Snapshots
Was the scheduler’s per-task state right in the middle of the run? A snapshot answers that: the freeze coordinator pauses every vCPU long enough to walk the kernel’s BPF maps, BTF-render every captured value, and store the result under a name you choose. Test code reads it back through a typed accessor whose errors carry the available alternatives — a typo’d map or field name tells you what was actually there.

▶ **YOUR TASK**
Continue the snapshots passage above from the point where it stops.

▶ **COLLECTED DATA**

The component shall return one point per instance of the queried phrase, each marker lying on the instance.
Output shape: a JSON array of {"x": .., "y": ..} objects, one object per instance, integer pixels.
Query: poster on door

▶ **FINAL RESULT**
Three capture triggers share this machinery:
| Capture | Trigger | The question it answers |
|---|---|---|
Op::capture_snapshot (this page) | a chosen point in the scenario | what does state look like right now? |
| Watch Snapshots | a kernel write to a named symbol | what was state at the instant the kernel touched X? |
| Periodic Capture | evenly spaced boundaries | how does state evolve across the run? |
In a #[ktstr_test] scenario the pipeline is wired automatically:
the op sends a request from the guest to the host coordinator, which
freezes, captures, and stores the report on the host-side
SnapshotBridge. The test reads captures after the VM exits, in a
post_vm callback. No bridge setup is needed — manual wiring exists
only for host-side unit tests.
Capturing and reading
use ktstr::prelude::*;
fn inspect_after_spawn(result: &VmResult) -> anyhow::Result<()> {
let drained = result.snapshot_bridge.drain_ordered_with_stats();
let entry = drained
.iter()
.find(|e| e.tag == "after_spawn")
.ok_or_else(|| anyhow::anyhow!("snapshot 'after_spawn' missing"))?;
let snap = Snapshot::new(&entry.report);
let nr_dispatched = snap.var("nr_dispatched").as_u64()?;
anyhow::ensure!(nr_dispatched > 0, "scheduler never dispatched");
Ok(())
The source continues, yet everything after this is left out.